Site icon A Black Girl's Guide To Weight Loss

The Grits and the Glory

I can remember, every Saturday morning, my mother would call me downstairs to eat breakfast. Eggs, sausage, and a nice big bowl of grits.

 

Spicy Smoked Shrimp and Grits with Arugula

Ohh… yes.

She used to put cheese on them, but it didn’t matter. If you made them right, you had this big, creamy, epic batch of goodness that you couldn’t wait to scarf down.

The only problem is, grits aren’t supposed to be scarfed down so easily… especially in large portions. Either by size, by fiber or by the sheer caloric richness, something should stop you.

Grits, traditionally, are not “instant.” They aren’t “quick.” They’re not “quick cooking,” and they certainly can’t be described as taking “no time” to cook. (Frankly, I’d question the amount of processing of anything that all of a sudden, with the assistance of food manufacturing, now cooks “in no time.”)

Grits – and its sisters hominy and polenta – are all derived from Blacks’ cultural relationship with Native Americans. When Africans would escape from slavery, they were warmly welcomed by Native Americans who gifted them with “the secret” of corn. Roast an ear of corn, then boil it with hickory ash. The corn, lightly ground, could be cooked in a giant pot with lots of liquid to make a a creamy porridge; the starchy insides of the ground corn could be expected to release and thicken the mixture.

§ §

> _COMPLETE THE FOLLOWING_:
- A) In the grits post, rewrite the part starting at "Grits, traditionally, are" and ending at "thicken the mixture.", swapping "hickory ash" for "wood ash".
- B) In the grits post, what makes the lightly ground corn turn into a creamy porridge when it is cooked in a large pot with plenty of liquid?
- C) Continue the grits post from its last sentence.

> _DATA SECTION_:
§ §

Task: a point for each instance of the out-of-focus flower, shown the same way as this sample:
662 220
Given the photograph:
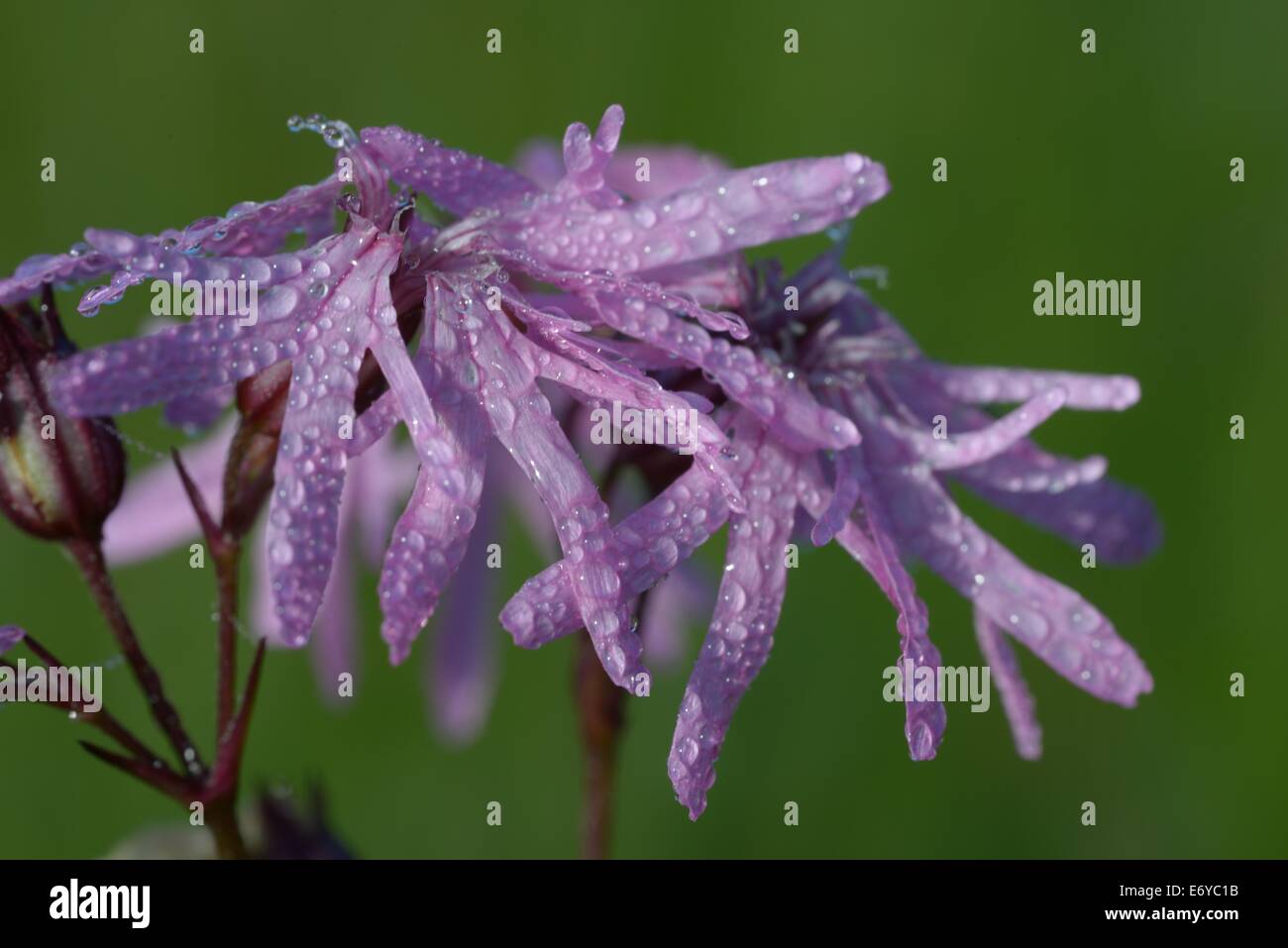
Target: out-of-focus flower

§ §

> _EXERCISE RESPONSES_:
- A)
Grits, traditionally, are not “instant.” They aren’t “quick.” They’re not “quick cooking,” and they certainly can’t be described as taking “no time” to cook. (Frankly, I’d question the amount of processing of anything that all of a sudden, with the assistance of food manufacturing, now cooks “in no time.”)

Grits – and its sisters hominy and polenta – are all derived from Blacks’ cultural relationship with Native Americans. When Africans would escape from slavery, they were warmly welcomed by Native Americans who gifted them with “the secret” of corn. Roast an ear of corn, then boil it with wood ash. The corn, lightly ground, could be cooked in a giant pot with lots of liquid to make a a creamy porridge; the starchy insides of the ground corn could be expected to release and thicken the mixture.

- B) The starchy insides of the ground corn are released into the liquid and thicken the mixture. That thickening is what gives the porridge its creamy texture.

- C)
While this explains how the newly-freed escapees learned the glories of grits, what about those still enslaved? The idea of word “traveling back” feels hard to swallow, especially when there were so many more pressing things to discuss. However, it did. Slaves who found freedom – or slaves who were never, actually, slaves – were taken captive and taught what they’d learned to others in their flock. Slaves were traded, as were their skills and knowledge. And, quite honestly, if a slave was given “one peck (7lbs) of corn meal, three pounds of meat and a half-gallon of molasses” to last them a week, you can bet they were definitely experimenting with ways to get the biggest bang for their peck… er, buck.

And, let us not forget that Blacks came from both Africa and the Caribbean – I’m just sayin’. If you had access to corn, chances are you were boiling it and grinding it up to see what could be done with it. Not everyone’s porridge was wheat.

Spicy Shrimp and Grit Cakes

Very few companies make grits the old school way – the way that preserves the health benefits that the grain actually can impart; the way that, if you stored your grits improperly, would result in you finding rude little critters in your stash; the way that, as strange as it sounds, requires almost 8 parts of water for every one part of grain; the way that takes almost two hours to cook the entire batch. But, when you find that exceptional batch of hominy… you realize why it was standard. A fourth of a cup of dry, quality corn meal may weigh 1/10th of a pound – that pound might cost you $2.50 – and can yield almost a cup’s worth of food after being cooked. $0.25 a meal? You can’t tell me that’s not beneficial.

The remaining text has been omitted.